== WHAT YOU SHOULD DO ==
Could you retype every record below exactly as it appears?

Records from a data source:
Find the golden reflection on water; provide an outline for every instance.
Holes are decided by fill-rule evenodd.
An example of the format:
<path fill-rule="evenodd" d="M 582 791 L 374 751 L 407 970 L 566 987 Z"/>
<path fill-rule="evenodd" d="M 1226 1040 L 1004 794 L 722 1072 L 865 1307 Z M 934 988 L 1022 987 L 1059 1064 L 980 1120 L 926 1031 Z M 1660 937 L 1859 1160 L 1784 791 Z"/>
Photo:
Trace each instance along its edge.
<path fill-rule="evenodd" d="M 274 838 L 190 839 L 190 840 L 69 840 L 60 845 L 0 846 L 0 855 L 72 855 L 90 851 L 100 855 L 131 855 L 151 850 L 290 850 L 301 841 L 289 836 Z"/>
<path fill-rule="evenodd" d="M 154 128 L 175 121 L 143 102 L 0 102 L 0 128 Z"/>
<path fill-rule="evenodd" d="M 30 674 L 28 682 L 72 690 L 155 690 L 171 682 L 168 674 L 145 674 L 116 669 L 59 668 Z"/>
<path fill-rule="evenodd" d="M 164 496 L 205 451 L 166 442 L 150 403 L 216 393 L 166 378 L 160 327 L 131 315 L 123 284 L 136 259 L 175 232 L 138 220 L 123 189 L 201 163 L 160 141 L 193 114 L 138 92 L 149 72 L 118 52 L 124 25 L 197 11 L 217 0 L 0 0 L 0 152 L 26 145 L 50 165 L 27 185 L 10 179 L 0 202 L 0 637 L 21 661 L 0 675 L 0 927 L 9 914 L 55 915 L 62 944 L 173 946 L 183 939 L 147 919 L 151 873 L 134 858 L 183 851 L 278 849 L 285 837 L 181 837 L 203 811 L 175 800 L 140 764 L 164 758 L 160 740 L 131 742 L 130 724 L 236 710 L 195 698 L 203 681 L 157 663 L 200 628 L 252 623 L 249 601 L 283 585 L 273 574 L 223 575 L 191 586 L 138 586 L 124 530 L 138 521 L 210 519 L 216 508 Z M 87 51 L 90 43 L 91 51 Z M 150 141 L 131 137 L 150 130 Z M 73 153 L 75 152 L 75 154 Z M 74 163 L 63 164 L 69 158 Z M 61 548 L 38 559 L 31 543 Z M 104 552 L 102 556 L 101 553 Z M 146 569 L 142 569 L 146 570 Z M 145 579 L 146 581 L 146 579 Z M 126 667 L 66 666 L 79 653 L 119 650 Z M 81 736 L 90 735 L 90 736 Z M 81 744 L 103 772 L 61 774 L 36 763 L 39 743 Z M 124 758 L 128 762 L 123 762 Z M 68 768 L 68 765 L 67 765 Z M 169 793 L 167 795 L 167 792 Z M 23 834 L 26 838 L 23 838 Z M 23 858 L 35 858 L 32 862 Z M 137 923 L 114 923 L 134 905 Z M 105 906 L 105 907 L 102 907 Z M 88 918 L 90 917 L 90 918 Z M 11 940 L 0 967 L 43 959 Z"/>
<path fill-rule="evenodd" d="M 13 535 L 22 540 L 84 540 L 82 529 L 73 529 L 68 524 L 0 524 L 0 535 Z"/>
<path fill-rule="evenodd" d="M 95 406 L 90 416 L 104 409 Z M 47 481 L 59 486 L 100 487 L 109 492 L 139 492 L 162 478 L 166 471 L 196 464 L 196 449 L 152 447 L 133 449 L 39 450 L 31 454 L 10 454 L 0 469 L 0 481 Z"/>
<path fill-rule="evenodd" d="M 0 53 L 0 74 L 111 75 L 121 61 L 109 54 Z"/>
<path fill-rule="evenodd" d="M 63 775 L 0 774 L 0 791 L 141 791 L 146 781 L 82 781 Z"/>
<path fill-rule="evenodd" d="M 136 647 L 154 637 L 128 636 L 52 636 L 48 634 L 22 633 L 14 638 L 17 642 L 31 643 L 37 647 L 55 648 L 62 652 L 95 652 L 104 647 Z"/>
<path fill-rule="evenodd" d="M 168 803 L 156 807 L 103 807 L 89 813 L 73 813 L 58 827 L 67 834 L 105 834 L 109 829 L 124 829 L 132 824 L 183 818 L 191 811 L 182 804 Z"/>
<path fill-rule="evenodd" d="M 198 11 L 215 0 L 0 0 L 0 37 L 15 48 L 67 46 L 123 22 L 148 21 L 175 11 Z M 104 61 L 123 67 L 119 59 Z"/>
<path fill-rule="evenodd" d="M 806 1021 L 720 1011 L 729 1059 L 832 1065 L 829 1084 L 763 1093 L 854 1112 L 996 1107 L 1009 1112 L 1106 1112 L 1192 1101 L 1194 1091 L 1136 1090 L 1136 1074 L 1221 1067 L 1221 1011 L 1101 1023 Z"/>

== SOLUTION FOR THIS PROBLEM ==
Find the golden reflection on water; provide an outline for every instance.
Holes are decided by fill-rule evenodd.
An example of the format:
<path fill-rule="evenodd" d="M 582 791 L 374 751 L 407 970 L 566 987 Z"/>
<path fill-rule="evenodd" d="M 1226 1040 L 1004 794 L 722 1072 L 865 1307 Z M 934 988 L 1022 987 L 1059 1064 L 980 1120 L 926 1031 Z M 1660 937 L 1859 1160 L 1784 791 Z"/>
Photo:
Trace each instance along its edge.
<path fill-rule="evenodd" d="M 274 838 L 190 839 L 190 840 L 69 840 L 60 845 L 0 846 L 0 855 L 72 855 L 90 851 L 100 855 L 131 855 L 151 850 L 290 850 L 301 841 L 289 836 Z"/>
<path fill-rule="evenodd" d="M 154 128 L 175 121 L 143 102 L 0 102 L 0 128 Z"/>
<path fill-rule="evenodd" d="M 30 674 L 28 682 L 72 690 L 155 690 L 171 682 L 168 674 L 145 674 L 116 669 L 59 668 Z"/>
<path fill-rule="evenodd" d="M 164 496 L 205 451 L 166 442 L 150 403 L 216 393 L 166 378 L 160 327 L 131 315 L 123 284 L 136 259 L 175 232 L 138 220 L 123 189 L 201 163 L 160 141 L 193 114 L 138 92 L 149 72 L 118 52 L 124 25 L 197 11 L 217 0 L 0 0 L 0 152 L 26 145 L 50 165 L 27 185 L 10 179 L 0 202 L 0 637 L 21 661 L 0 675 L 0 927 L 9 914 L 55 915 L 62 944 L 173 946 L 183 939 L 147 919 L 151 873 L 134 858 L 183 851 L 278 849 L 285 837 L 181 837 L 203 811 L 175 800 L 140 764 L 164 758 L 160 740 L 131 742 L 130 724 L 236 710 L 195 698 L 203 681 L 157 663 L 200 628 L 252 623 L 249 601 L 283 585 L 273 574 L 223 575 L 191 586 L 138 586 L 124 530 L 138 521 L 210 519 L 216 508 Z M 87 51 L 90 43 L 91 51 Z M 150 141 L 131 137 L 150 130 Z M 73 153 L 75 152 L 75 154 Z M 74 163 L 63 164 L 69 158 Z M 61 548 L 38 559 L 31 543 Z M 104 552 L 102 556 L 101 553 Z M 146 569 L 142 569 L 146 570 Z M 145 579 L 146 581 L 146 579 Z M 126 667 L 66 666 L 79 653 L 119 650 Z M 81 736 L 90 735 L 90 736 Z M 81 744 L 103 772 L 61 774 L 36 763 L 39 743 Z M 124 758 L 128 762 L 123 762 Z M 68 768 L 68 765 L 67 765 Z M 169 793 L 167 795 L 167 792 Z M 23 834 L 26 838 L 23 838 Z M 23 858 L 35 858 L 32 862 Z M 137 923 L 114 923 L 134 905 Z M 105 906 L 105 907 L 102 907 Z M 88 918 L 90 917 L 90 918 Z M 11 940 L 0 967 L 43 959 Z"/>
<path fill-rule="evenodd" d="M 13 535 L 22 540 L 84 540 L 82 529 L 73 529 L 68 524 L 0 524 L 0 535 Z"/>
<path fill-rule="evenodd" d="M 95 406 L 90 416 L 104 409 Z M 47 481 L 59 486 L 100 487 L 109 492 L 139 492 L 162 478 L 166 471 L 196 464 L 196 449 L 152 447 L 133 449 L 39 450 L 31 454 L 10 454 L 0 469 L 0 481 Z"/>
<path fill-rule="evenodd" d="M 0 53 L 0 74 L 111 75 L 121 61 L 109 54 Z"/>
<path fill-rule="evenodd" d="M 63 775 L 0 774 L 0 791 L 141 791 L 146 781 L 82 781 Z"/>
<path fill-rule="evenodd" d="M 136 647 L 154 637 L 128 636 L 52 636 L 48 634 L 22 633 L 14 638 L 17 642 L 31 643 L 37 647 L 55 648 L 62 652 L 95 652 L 104 647 Z"/>
<path fill-rule="evenodd" d="M 168 803 L 156 807 L 103 807 L 89 813 L 73 813 L 58 827 L 67 834 L 105 834 L 109 829 L 124 829 L 132 824 L 183 818 L 191 811 L 182 804 Z"/>
<path fill-rule="evenodd" d="M 198 11 L 215 0 L 0 0 L 0 37 L 15 48 L 67 46 L 123 22 L 148 21 L 175 11 Z M 104 61 L 123 67 L 119 59 Z"/>
<path fill-rule="evenodd" d="M 806 1021 L 720 1011 L 729 1059 L 832 1065 L 829 1084 L 763 1093 L 854 1112 L 996 1107 L 1009 1112 L 1106 1112 L 1192 1101 L 1194 1091 L 1136 1090 L 1136 1074 L 1221 1067 L 1221 1011 L 1101 1023 Z"/>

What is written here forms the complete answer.